## EXERCISE AIM
Each entry that appears below should be restated word for word.

[Excerpts from a dataset]
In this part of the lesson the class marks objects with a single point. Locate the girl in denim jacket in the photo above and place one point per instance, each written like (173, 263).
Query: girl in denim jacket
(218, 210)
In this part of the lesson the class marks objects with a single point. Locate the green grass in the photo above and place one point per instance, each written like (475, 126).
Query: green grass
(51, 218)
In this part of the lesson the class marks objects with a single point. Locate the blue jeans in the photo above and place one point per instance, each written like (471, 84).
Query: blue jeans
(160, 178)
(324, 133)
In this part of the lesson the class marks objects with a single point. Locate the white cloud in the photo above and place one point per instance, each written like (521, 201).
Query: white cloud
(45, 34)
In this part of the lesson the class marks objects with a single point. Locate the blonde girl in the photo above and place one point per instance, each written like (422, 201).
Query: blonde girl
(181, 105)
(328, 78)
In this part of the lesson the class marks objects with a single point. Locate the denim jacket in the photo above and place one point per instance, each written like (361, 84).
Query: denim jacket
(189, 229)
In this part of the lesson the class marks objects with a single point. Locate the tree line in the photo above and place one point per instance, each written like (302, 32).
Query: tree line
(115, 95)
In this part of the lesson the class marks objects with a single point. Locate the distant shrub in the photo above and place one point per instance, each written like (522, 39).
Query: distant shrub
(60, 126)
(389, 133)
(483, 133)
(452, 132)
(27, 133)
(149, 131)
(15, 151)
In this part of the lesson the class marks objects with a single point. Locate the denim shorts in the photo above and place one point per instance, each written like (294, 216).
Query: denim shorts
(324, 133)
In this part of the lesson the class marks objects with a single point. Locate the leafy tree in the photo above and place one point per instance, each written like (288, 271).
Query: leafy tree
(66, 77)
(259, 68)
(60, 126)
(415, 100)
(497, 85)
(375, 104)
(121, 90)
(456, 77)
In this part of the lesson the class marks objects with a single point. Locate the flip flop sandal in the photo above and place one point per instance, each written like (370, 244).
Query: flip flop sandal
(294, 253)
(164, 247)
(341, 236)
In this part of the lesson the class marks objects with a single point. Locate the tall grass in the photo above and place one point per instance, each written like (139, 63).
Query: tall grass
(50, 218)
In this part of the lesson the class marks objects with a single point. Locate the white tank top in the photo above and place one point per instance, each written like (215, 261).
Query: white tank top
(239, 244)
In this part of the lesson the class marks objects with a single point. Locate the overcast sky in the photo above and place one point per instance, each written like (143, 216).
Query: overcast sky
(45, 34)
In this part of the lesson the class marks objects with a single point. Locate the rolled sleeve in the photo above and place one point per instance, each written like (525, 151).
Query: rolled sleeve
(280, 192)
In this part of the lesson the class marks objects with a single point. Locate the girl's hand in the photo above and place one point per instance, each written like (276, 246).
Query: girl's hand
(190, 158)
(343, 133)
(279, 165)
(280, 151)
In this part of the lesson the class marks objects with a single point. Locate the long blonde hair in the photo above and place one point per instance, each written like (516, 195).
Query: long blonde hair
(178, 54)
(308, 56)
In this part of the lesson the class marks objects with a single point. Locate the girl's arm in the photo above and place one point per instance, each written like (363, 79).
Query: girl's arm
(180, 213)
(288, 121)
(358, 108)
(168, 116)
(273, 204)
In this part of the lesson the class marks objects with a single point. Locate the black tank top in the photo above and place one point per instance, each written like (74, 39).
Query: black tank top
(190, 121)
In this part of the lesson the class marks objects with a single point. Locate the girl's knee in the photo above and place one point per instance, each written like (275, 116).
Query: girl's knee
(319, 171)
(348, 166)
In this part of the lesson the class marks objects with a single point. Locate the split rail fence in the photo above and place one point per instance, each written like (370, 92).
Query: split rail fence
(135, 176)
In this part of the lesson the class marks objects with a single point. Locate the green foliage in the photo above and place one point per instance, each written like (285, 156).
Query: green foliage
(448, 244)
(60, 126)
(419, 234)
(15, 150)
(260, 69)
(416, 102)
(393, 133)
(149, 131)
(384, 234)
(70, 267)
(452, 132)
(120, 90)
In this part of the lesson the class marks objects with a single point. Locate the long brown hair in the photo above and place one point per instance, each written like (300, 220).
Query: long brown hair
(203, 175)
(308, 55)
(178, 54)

## ANSWER SPACE
In this part of the lesson the class marks objects with a single point. Locate the girl in denim jacket in the photo above and place one point per instance, each written like (173, 263).
Query: girl in denim jacket
(218, 210)
In this part of the lesson the class marks objects with a single point. Locate the green grass in the photo above and place one point per instance, each written like (475, 126).
Query: green grass
(51, 218)
In this part of the lesson the class marks objects with a single point. Locate the blue jeans in the photo above and place one point per instance, each written like (471, 84).
Query: blue jeans
(160, 178)
(324, 133)
In this part of the lesson the class marks objects with a single point. Locate the white cloud in the photo above and place one point per instance, each written like (521, 201).
Query: white cloud
(45, 34)
In this part of the lesson the class marks objects with a single point. Locate the blonde girl in the photo above and place one point per instance, each written like (422, 201).
Query: blonde girl
(181, 105)
(328, 78)
In this part of the lesson the class marks objects with a single point. Locate the denim jacket in the photo above and place one point per instance, each written like (361, 84).
Query: denim jacket
(189, 229)
In this part of the lesson the class marks objects with a single point. Locate the tree line in the photo above and place one point per instance, each written like (302, 32).
Query: tree line
(115, 95)
In this part of the lesson the class marks objects with a single point. Locate the distant shrub in the photo above and place one point per instance, each written like (522, 39).
Query: distant shrub
(60, 126)
(389, 133)
(483, 133)
(452, 132)
(27, 133)
(149, 131)
(15, 151)
In this part of the lesson the class marks objects with a single point. Locate the denim shorts in the photo above and place one point per instance, each written like (294, 216).
Query: denim shorts
(324, 133)
In this part of the lesson the class marks objects with a single point. Locate the leafy tree in the photo above and place one point per instance, each written like (288, 271).
Query: leafy tree
(66, 77)
(259, 68)
(60, 126)
(415, 100)
(497, 85)
(375, 104)
(121, 90)
(456, 77)
In this part of the lesson the class marks objects with a single point. Locate the flip flop sandal in the photo above and place one point per instance, each written like (370, 244).
Query: flip flop sandal
(294, 253)
(164, 247)
(341, 236)
In this part of the lesson the class marks objects with a single point. Locate the tall grass in the photo above and place one point per instance, each written like (139, 63).
Query: tall grass
(50, 218)
In this part of the lesson the class marks objects with a single point. Locate the white tank top in the photo above and place one point per instance, each written like (215, 261).
Query: white tank top
(239, 244)
In this part of the lesson the class marks objects with a single point. Locate the overcast sky in the photo above and place one point per instance, each written like (143, 216).
Query: overcast sky
(45, 34)
In this part of the lesson the class marks objects with a single point. Locate the rolled sleeve in the photo above and place one point per instance, each written like (525, 151).
Query: rolled sleeve
(280, 192)
In this part of the lesson the class marks objects with a single point. Locate the girl's hand in the photo above and place one point per instance, each written like (276, 246).
Query: girl's hand
(190, 158)
(343, 133)
(279, 165)
(280, 151)
In this part of the lesson the class marks objects with a single point. Locate the long blonde hair in the photo above and place one point per instance, each written like (516, 195).
Query: long blonde hair
(178, 54)
(308, 56)
In this part of the lesson the class marks objects with a single point. Locate the girl's arm in the photo above and place one point per instance, each written like (363, 79).
Query: girl's arm
(180, 213)
(288, 121)
(358, 108)
(168, 116)
(273, 204)
In this part of the lesson the class marks objects with a single point. Locate the black tank top in the photo above and place one point per instance, each written like (74, 39).
Query: black tank top
(190, 121)
In this part of the lesson the class marks objects with a single point. Locate the girl's knee in the photo above and place one point per instance, each written like (275, 116).
Query: girl's knee
(319, 171)
(348, 166)
In this part of the lesson the class marks objects with a single point. Locate the split rail fence in the photo above and place one point per instance, each written like (370, 92).
Query: split rail fence
(135, 176)
In this part of the lesson the class marks objects with a single point. Locate the green foliage in the photo above and place one point per instance, each written like (285, 156).
Query: green foliage
(448, 244)
(60, 126)
(419, 234)
(15, 150)
(260, 69)
(416, 102)
(393, 133)
(149, 131)
(384, 234)
(70, 267)
(452, 132)
(120, 90)
In this part of the lesson the class marks objects with a single point. Locate the long brown hair in the photo above and place one point per instance, each written like (300, 220).
Query: long brown hair
(203, 175)
(308, 55)
(178, 54)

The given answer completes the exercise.